> [Set problem]
The entries below should be quoted exactly, with no pictures carried over.

> [Data records]
┌──

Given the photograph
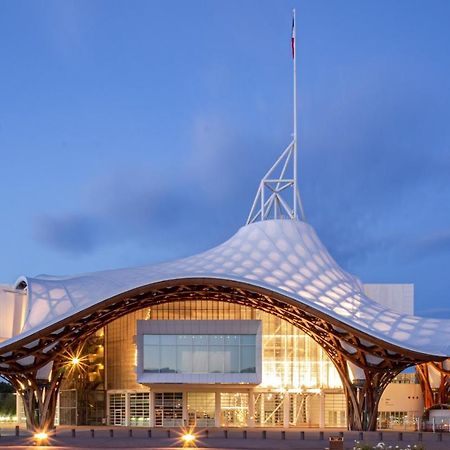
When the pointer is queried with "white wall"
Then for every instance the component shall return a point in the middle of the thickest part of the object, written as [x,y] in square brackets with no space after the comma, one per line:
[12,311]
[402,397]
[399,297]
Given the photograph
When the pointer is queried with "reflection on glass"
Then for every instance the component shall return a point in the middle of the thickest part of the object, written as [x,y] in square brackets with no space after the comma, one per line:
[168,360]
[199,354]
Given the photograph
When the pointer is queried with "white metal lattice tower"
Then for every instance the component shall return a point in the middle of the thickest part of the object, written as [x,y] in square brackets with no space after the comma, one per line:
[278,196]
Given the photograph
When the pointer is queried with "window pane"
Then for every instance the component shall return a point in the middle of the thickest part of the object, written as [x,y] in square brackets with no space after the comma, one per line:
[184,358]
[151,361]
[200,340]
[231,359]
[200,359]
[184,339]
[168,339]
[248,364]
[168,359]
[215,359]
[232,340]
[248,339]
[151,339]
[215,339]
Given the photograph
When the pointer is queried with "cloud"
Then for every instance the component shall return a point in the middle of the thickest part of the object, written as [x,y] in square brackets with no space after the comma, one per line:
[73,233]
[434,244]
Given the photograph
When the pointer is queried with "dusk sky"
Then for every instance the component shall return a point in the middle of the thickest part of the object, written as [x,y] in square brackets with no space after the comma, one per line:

└──

> [Correct result]
Given the photograph
When the pointer is queried with "white wall"
Then for every instance the component shall return a point in the middle of the thickest part of the object, written as [x,y] in square brackets with no space after the comma, one per line:
[12,311]
[402,397]
[399,297]
Given the photograph
When the pointer is queried with "reflection on glass"
Then for every instance the component shall return a point in the middle of the thickest part of the object, written as [x,y] in square brackets with no space after the comma, one per line:
[168,360]
[199,354]
Given the photograph
When the pointer is queried with "white metal lattice tower"
Then for every instance the component shall return a point in the middle of the thickest part of the object, written as [x,y] in square brackets with no space after the comma, one per line:
[278,196]
Given the photograph
When the pointer is queried with "window pane"
Then for every instance the component shall return a point in the middle of the thickest part of the object, written as [x,y] in square brackets with no space after the comma, one per line:
[184,358]
[151,361]
[200,340]
[231,359]
[200,359]
[184,339]
[168,339]
[248,364]
[168,359]
[215,359]
[232,340]
[248,339]
[151,339]
[215,339]
Given the photograph
When the pointer is queried with "cloud"
Then for every instance the component shall return a point in the middle of the thickest part of the object, written as [x,y] in square brackets with no space after the comma, one per line:
[73,233]
[434,244]
Given the photograph
When the pointer is queried with "dusk sky"
Then for every instance the component shall return a point in the middle of the thickest part of the object, written as [x,y] in square brackets with no space after the comma, one per line:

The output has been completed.